» Instructions to follow: Copy everything from the entry line containing "Where can the clock" down to the end of the entries, requests included, shifting every coordinate in the answers by -147. Leave the pictures out.

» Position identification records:
★ ★ ★ ★ ★ ★ ★

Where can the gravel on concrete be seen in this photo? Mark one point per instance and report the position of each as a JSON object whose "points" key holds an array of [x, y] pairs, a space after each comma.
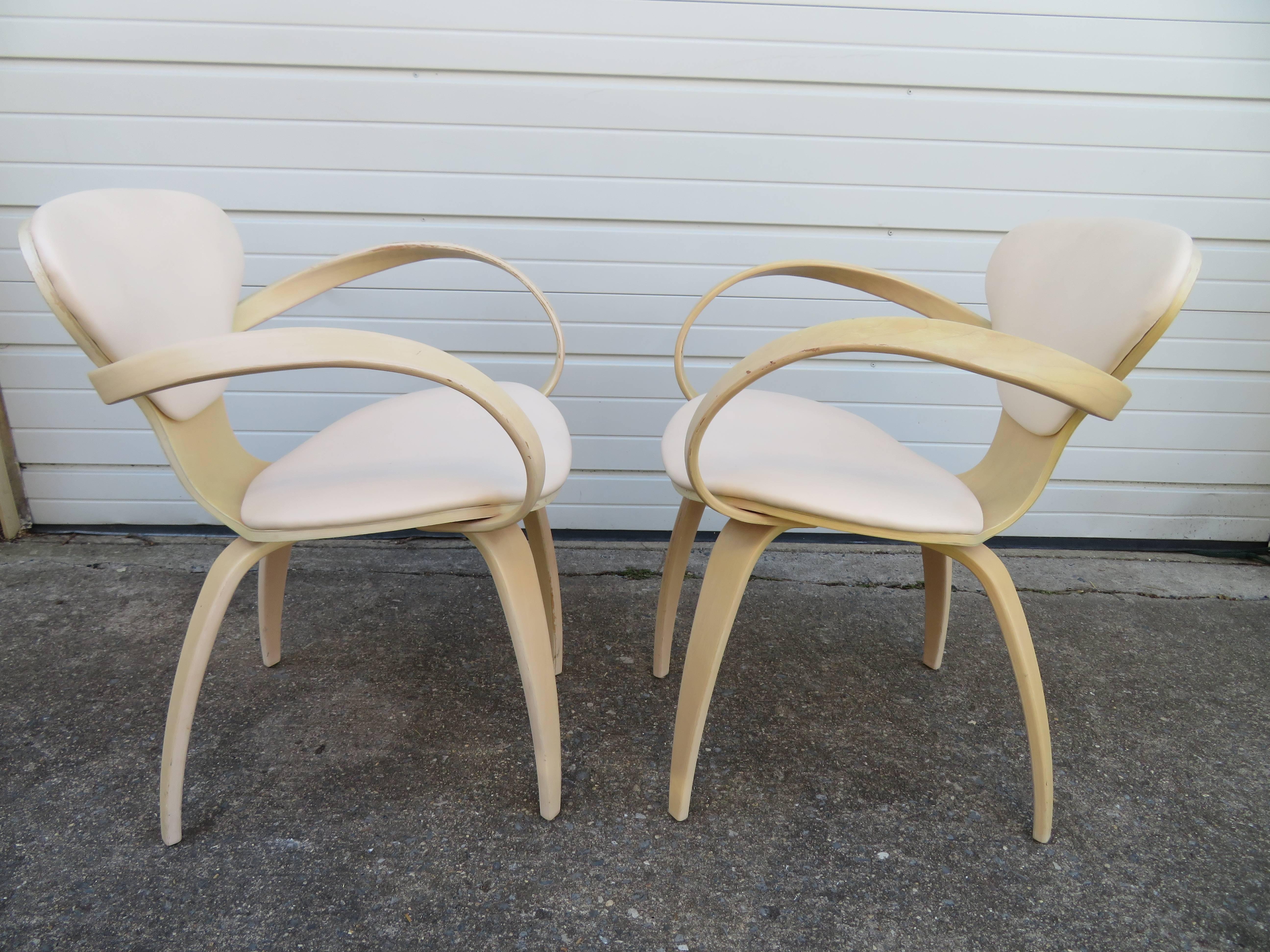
{"points": [[375, 790]]}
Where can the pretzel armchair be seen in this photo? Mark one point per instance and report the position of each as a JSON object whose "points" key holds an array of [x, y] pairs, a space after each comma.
{"points": [[148, 282], [1076, 304]]}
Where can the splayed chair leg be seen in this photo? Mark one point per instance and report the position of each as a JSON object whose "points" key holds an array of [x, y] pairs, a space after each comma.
{"points": [[938, 569], [223, 579], [727, 575], [1014, 625], [683, 537], [511, 563], [272, 586], [539, 532]]}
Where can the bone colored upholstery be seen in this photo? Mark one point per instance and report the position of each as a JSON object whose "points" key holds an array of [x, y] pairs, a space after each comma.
{"points": [[799, 455], [142, 270], [423, 452], [1090, 287]]}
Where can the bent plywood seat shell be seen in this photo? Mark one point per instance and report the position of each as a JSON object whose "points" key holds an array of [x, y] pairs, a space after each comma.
{"points": [[1075, 305], [147, 282]]}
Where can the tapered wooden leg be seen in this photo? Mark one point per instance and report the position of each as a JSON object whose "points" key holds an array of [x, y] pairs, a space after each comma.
{"points": [[938, 569], [683, 537], [271, 588], [1005, 600], [727, 574], [511, 563], [223, 579], [539, 532]]}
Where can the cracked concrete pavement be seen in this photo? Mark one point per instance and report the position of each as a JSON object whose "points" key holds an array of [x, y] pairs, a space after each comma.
{"points": [[375, 790]]}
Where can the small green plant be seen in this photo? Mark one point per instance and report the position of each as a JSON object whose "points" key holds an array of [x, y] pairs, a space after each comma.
{"points": [[630, 572]]}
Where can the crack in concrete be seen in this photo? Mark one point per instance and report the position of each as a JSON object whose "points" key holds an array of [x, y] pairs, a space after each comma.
{"points": [[634, 574]]}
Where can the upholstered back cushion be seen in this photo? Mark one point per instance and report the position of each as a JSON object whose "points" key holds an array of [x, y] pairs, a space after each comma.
{"points": [[144, 268], [1090, 287]]}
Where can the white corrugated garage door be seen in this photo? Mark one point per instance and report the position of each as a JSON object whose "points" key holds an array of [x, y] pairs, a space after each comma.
{"points": [[628, 154]]}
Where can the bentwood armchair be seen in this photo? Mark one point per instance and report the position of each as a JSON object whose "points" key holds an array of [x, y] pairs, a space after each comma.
{"points": [[1075, 304], [148, 284]]}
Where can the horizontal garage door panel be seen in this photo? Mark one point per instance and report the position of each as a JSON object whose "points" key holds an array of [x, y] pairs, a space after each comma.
{"points": [[630, 155]]}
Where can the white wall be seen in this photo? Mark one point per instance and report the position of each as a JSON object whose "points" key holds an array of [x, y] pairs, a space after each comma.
{"points": [[628, 154]]}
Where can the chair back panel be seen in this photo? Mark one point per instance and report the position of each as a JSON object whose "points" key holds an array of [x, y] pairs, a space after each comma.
{"points": [[1090, 287], [144, 268]]}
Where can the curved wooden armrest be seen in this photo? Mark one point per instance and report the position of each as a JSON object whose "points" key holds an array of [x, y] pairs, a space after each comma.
{"points": [[296, 289], [295, 348], [978, 350], [902, 292]]}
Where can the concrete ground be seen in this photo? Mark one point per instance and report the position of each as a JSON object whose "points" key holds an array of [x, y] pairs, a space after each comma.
{"points": [[377, 790]]}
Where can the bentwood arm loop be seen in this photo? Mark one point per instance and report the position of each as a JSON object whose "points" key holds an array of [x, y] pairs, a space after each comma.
{"points": [[296, 348], [978, 350], [902, 292], [296, 289]]}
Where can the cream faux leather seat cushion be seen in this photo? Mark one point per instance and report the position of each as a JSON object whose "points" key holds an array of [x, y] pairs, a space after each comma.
{"points": [[799, 455], [418, 454]]}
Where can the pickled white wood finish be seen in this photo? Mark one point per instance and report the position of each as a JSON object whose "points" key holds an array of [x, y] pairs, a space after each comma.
{"points": [[628, 157]]}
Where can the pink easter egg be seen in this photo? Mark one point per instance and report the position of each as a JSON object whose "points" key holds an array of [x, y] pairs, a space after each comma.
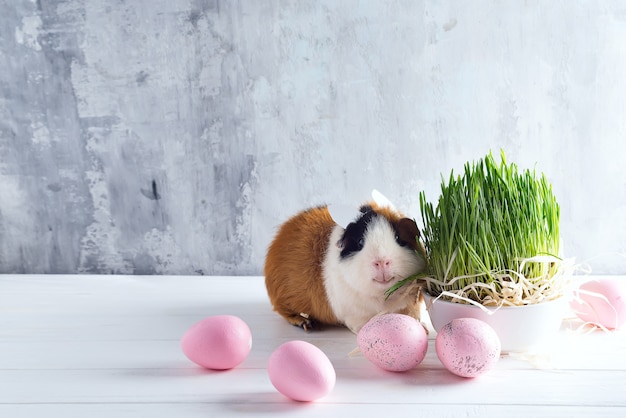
{"points": [[468, 347], [219, 342], [393, 342], [601, 302], [301, 371]]}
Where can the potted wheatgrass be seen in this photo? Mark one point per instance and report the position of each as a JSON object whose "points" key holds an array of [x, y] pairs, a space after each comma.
{"points": [[492, 250]]}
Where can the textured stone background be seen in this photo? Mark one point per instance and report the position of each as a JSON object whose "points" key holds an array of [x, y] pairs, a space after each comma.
{"points": [[172, 137]]}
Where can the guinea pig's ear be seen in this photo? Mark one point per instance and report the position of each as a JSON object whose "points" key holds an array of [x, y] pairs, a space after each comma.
{"points": [[366, 208], [382, 201]]}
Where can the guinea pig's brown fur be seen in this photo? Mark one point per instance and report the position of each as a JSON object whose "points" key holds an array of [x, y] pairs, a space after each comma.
{"points": [[297, 273], [290, 259]]}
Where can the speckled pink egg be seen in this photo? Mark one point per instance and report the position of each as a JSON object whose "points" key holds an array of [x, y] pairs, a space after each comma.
{"points": [[601, 302], [219, 342], [468, 347], [301, 371], [393, 342]]}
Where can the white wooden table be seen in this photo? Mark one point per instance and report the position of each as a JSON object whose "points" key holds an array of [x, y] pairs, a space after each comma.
{"points": [[109, 346]]}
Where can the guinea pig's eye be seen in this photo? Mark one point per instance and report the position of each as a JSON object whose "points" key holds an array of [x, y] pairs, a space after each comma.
{"points": [[400, 242]]}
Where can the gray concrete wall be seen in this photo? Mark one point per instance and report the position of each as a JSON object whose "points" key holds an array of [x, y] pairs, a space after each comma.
{"points": [[172, 137]]}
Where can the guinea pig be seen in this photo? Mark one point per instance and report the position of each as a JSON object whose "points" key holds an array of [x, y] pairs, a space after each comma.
{"points": [[317, 272]]}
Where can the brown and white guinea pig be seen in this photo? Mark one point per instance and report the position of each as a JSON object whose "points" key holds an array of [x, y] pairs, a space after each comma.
{"points": [[317, 272]]}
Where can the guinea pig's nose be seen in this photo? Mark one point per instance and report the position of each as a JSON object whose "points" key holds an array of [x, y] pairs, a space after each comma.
{"points": [[382, 263]]}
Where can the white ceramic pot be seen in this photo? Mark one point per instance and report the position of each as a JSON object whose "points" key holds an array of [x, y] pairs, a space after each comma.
{"points": [[520, 328]]}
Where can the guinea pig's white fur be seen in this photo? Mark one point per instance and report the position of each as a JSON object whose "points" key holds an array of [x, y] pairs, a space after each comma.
{"points": [[355, 288]]}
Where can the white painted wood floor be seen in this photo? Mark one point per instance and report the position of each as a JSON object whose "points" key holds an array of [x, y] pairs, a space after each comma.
{"points": [[109, 346]]}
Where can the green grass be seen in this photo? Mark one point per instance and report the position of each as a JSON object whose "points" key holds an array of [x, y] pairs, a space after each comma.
{"points": [[492, 237]]}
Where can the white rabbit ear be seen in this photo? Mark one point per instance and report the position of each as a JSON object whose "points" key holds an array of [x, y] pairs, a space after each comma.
{"points": [[342, 214], [382, 201]]}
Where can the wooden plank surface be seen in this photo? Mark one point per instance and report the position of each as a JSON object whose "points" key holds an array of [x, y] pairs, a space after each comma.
{"points": [[110, 346]]}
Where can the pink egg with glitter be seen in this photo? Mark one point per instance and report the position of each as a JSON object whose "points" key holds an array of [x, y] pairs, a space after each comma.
{"points": [[601, 302], [301, 371], [393, 342], [219, 342], [468, 347]]}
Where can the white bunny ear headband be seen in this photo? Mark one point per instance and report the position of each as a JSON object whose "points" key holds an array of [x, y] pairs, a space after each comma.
{"points": [[344, 214]]}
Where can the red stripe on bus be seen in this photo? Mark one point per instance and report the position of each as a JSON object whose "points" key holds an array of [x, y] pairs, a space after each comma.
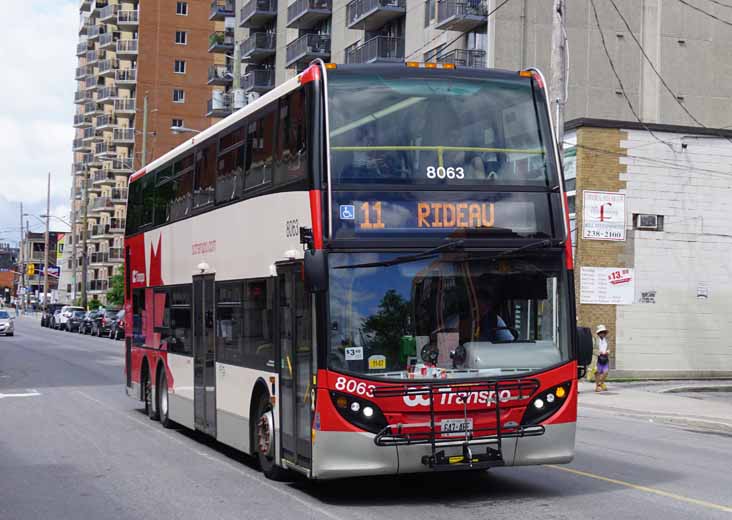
{"points": [[568, 242], [316, 215], [312, 73]]}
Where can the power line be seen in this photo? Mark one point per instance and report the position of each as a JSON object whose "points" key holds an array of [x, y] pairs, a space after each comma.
{"points": [[655, 70], [707, 13], [617, 77], [459, 36]]}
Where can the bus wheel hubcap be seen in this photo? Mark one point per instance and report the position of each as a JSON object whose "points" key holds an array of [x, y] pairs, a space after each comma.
{"points": [[264, 434]]}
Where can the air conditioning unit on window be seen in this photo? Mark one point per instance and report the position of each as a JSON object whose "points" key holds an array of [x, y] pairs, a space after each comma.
{"points": [[647, 222]]}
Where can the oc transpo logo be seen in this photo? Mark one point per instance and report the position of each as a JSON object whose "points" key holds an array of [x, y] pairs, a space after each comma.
{"points": [[420, 397]]}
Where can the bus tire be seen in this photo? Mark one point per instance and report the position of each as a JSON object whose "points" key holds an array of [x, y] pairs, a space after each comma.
{"points": [[163, 401], [264, 440]]}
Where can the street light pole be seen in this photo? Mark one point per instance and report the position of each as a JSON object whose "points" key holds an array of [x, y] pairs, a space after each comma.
{"points": [[45, 256]]}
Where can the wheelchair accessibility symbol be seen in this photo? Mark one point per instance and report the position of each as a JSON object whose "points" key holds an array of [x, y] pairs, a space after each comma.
{"points": [[347, 212]]}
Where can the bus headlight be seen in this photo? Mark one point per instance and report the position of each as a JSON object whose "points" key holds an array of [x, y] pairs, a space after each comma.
{"points": [[546, 404], [359, 412]]}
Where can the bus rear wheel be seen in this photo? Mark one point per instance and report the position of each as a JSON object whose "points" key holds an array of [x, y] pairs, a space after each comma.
{"points": [[264, 440]]}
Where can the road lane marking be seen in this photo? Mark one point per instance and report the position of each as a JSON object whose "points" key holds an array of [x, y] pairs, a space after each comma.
{"points": [[645, 489], [253, 477], [30, 393]]}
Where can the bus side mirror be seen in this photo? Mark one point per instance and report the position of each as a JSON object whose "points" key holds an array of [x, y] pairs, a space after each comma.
{"points": [[316, 271], [584, 346]]}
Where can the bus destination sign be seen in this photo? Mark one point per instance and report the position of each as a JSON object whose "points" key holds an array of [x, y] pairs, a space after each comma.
{"points": [[399, 213]]}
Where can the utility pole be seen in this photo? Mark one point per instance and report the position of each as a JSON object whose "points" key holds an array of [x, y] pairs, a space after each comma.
{"points": [[21, 262], [143, 159], [559, 65], [45, 256], [84, 222]]}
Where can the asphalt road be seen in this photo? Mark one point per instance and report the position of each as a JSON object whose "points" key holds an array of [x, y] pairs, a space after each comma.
{"points": [[72, 445]]}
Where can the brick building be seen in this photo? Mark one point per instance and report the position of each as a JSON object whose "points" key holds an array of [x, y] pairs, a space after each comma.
{"points": [[677, 183]]}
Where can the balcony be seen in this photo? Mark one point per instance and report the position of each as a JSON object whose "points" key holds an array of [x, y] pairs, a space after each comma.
{"points": [[124, 106], [371, 15], [379, 49], [108, 14], [306, 14], [82, 120], [474, 58], [260, 81], [82, 48], [221, 10], [80, 146], [219, 105], [93, 32], [106, 95], [127, 48], [460, 16], [125, 76], [122, 165], [123, 136], [104, 150], [102, 177], [219, 75], [221, 41], [307, 48], [106, 122], [257, 13], [82, 96], [128, 19], [258, 47], [108, 41]]}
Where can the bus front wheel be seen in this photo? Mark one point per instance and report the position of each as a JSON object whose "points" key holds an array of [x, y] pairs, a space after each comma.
{"points": [[264, 440]]}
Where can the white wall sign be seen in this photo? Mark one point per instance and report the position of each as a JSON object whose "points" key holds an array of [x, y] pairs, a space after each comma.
{"points": [[607, 285], [603, 215]]}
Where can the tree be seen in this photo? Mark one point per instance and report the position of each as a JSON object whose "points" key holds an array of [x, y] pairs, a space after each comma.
{"points": [[116, 292]]}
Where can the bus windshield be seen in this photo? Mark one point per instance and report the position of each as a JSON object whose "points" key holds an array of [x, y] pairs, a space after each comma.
{"points": [[449, 316], [437, 127]]}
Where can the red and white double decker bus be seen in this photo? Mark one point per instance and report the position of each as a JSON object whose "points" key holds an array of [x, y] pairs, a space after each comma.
{"points": [[365, 271]]}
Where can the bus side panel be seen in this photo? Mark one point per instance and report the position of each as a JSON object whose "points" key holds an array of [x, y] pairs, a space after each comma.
{"points": [[180, 392], [234, 388]]}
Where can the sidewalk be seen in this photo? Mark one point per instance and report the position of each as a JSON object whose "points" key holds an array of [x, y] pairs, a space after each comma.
{"points": [[666, 407]]}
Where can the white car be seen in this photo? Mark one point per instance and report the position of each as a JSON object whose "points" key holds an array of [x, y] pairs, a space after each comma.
{"points": [[7, 324], [66, 312]]}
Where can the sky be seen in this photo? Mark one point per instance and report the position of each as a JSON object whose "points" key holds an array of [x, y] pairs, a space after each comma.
{"points": [[38, 60]]}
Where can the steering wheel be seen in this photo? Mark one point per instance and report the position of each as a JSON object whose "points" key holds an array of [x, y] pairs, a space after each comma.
{"points": [[514, 332]]}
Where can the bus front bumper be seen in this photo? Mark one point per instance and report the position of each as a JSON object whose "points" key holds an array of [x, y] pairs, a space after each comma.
{"points": [[349, 454]]}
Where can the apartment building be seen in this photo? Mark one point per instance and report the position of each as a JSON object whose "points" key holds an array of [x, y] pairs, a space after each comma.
{"points": [[142, 69]]}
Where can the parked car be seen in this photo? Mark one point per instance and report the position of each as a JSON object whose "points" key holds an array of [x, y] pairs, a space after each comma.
{"points": [[54, 319], [66, 312], [46, 317], [103, 322], [7, 323], [87, 322], [117, 327]]}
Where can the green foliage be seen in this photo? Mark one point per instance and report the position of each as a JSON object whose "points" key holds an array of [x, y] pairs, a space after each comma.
{"points": [[116, 292]]}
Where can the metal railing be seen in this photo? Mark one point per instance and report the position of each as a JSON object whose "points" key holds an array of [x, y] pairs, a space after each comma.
{"points": [[258, 40], [307, 45], [378, 48]]}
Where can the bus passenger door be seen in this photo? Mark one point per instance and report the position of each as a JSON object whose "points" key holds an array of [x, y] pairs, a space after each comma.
{"points": [[204, 355], [296, 366]]}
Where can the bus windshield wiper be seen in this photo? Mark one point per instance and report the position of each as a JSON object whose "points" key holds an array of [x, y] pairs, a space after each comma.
{"points": [[453, 244]]}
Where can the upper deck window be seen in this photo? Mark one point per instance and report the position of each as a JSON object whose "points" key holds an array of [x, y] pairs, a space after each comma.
{"points": [[437, 128]]}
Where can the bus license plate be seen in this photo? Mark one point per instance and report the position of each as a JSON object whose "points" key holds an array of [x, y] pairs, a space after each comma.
{"points": [[455, 427]]}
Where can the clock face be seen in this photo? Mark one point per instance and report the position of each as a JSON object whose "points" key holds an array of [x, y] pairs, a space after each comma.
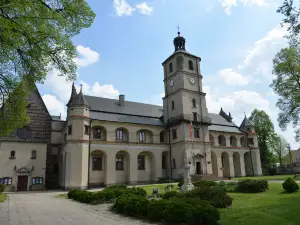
{"points": [[192, 80]]}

★ ★ ★ ★ ★ ★ ★

» Response to this task:
Where can the clock face be seen in this photo? Mark one point per instance and report the position of each as a JSON object whose "points" key holds an array of [x, y] pairs, a space after each comma.
{"points": [[45, -67]]}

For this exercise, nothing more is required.